> [Saved entries]:
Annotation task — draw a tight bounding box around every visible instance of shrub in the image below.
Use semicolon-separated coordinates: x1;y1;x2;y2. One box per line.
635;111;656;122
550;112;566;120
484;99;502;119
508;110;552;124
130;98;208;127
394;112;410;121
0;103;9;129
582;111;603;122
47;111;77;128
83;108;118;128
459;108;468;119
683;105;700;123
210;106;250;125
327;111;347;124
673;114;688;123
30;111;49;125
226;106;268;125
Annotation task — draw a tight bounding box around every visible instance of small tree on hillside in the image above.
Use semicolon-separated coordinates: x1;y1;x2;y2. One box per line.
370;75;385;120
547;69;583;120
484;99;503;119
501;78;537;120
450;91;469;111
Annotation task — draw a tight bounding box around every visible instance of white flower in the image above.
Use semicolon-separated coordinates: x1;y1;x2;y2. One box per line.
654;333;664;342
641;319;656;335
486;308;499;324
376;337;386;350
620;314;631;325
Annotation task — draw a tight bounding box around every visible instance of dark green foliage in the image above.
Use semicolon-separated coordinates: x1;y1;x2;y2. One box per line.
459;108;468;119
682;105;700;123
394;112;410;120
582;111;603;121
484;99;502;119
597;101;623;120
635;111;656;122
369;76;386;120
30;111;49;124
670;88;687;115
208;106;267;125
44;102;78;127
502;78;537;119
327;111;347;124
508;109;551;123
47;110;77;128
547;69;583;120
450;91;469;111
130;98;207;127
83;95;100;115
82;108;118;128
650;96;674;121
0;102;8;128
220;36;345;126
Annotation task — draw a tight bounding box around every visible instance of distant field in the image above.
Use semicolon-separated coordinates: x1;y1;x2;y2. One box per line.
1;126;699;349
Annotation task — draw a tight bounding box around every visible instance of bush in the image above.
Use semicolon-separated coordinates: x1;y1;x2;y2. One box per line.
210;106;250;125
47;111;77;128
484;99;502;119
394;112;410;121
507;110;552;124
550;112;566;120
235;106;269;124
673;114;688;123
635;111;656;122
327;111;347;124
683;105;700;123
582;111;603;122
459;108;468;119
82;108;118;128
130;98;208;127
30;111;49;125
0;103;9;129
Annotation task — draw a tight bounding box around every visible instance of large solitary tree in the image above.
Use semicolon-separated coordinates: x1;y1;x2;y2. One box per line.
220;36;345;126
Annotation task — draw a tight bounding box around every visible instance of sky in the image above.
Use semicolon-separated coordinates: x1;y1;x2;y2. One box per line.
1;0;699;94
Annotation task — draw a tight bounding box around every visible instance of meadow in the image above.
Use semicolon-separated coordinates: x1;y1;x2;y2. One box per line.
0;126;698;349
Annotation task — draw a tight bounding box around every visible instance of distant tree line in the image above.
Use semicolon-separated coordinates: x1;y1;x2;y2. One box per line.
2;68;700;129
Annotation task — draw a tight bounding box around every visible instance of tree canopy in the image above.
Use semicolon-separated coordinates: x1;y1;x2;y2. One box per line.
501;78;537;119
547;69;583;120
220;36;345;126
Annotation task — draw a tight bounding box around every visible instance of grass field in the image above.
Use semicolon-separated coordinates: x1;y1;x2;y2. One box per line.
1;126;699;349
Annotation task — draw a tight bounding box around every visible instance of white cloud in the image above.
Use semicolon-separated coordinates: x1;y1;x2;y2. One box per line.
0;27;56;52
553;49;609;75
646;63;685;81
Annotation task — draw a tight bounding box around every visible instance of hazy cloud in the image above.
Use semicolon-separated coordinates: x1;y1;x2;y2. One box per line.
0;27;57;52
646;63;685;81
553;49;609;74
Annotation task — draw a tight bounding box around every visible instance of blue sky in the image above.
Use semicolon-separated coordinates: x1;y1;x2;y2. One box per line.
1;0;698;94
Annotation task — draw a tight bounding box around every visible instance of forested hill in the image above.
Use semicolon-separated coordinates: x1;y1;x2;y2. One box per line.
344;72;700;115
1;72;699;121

* * *

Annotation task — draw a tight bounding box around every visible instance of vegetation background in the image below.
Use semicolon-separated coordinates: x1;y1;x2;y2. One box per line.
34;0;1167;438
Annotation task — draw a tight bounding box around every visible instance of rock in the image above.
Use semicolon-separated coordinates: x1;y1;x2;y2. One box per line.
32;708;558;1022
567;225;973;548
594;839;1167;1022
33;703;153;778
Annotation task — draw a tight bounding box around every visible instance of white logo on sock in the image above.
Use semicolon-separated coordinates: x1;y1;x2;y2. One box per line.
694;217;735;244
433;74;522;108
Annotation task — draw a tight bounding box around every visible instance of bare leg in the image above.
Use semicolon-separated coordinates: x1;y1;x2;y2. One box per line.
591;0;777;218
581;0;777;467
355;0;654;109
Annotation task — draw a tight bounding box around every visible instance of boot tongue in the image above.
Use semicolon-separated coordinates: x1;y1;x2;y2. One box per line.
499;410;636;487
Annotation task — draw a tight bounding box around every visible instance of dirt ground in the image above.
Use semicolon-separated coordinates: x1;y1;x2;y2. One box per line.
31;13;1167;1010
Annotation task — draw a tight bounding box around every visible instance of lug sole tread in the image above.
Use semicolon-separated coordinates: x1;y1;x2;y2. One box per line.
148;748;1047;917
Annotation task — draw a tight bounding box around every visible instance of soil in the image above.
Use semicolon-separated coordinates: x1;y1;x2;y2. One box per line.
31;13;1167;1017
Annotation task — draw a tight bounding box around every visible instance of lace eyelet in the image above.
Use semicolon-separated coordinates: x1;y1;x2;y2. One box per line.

---

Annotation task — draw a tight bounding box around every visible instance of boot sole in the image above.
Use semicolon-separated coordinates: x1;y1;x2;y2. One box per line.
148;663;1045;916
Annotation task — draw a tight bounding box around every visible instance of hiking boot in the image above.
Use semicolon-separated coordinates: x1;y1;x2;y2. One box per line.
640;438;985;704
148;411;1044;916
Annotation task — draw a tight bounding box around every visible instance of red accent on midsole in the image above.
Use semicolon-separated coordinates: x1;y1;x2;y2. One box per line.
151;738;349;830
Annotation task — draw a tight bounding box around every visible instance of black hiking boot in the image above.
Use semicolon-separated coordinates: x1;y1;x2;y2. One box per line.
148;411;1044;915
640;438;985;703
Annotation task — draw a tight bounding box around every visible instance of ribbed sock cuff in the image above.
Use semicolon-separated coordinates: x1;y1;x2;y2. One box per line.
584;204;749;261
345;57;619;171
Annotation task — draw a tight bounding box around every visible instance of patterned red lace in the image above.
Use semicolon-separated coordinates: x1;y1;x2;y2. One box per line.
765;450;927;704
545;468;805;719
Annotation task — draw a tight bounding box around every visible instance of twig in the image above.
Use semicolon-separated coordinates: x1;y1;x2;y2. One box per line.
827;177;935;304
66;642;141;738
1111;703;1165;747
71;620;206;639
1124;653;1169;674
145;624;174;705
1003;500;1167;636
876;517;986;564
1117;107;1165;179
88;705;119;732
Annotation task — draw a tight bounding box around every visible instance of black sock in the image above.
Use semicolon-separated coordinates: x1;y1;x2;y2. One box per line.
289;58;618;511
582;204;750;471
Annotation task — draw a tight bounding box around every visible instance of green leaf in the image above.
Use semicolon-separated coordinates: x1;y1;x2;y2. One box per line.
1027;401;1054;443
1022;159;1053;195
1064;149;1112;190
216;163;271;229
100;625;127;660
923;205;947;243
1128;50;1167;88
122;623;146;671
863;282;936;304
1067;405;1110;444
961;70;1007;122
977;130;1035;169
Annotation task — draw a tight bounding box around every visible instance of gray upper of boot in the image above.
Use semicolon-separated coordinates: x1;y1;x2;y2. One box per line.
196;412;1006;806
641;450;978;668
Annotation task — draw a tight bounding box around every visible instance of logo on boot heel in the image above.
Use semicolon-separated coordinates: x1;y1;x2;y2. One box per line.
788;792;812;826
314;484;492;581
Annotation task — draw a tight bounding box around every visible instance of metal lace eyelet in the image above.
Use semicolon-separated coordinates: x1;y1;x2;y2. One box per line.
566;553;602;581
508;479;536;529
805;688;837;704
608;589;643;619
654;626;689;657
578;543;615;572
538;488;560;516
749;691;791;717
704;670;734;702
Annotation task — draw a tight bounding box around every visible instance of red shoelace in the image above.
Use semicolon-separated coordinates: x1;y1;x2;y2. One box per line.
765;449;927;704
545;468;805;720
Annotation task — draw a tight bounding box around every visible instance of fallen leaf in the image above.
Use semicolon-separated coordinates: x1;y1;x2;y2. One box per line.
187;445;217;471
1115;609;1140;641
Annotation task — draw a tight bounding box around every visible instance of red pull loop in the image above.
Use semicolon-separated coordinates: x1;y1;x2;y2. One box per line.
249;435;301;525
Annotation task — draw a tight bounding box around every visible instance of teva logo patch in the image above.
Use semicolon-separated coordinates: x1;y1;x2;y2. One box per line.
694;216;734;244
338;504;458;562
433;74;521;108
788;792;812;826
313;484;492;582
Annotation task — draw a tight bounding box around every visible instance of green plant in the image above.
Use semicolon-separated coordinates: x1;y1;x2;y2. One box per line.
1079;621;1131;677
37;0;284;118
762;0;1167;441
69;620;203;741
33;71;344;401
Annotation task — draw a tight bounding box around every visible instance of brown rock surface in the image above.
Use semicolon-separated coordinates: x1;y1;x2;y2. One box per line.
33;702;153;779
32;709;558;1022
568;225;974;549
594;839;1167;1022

> [WORK TASK]: For the word "black", find all matching lines in the entries above and copy them out.

> [ANSWER BOX]:
Annotation task — draw a tight bounding box around every visible instance of black hiking boot in the image above.
Annotation task — draw a tight bounding box around every visible instance of black sock in the image above.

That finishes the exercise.